→ **Written task**:
Please reproduce each of the rows below word for word, without changing any character.

→ **Exercise input**:
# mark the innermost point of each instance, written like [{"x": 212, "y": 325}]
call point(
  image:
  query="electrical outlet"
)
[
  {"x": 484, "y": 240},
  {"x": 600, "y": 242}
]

→ **Task answer**:
# mark the innermost point of each instance, written like [{"x": 212, "y": 325}]
call point(
  image:
  query="electrical outlet"
)
[
  {"x": 484, "y": 240},
  {"x": 600, "y": 242}
]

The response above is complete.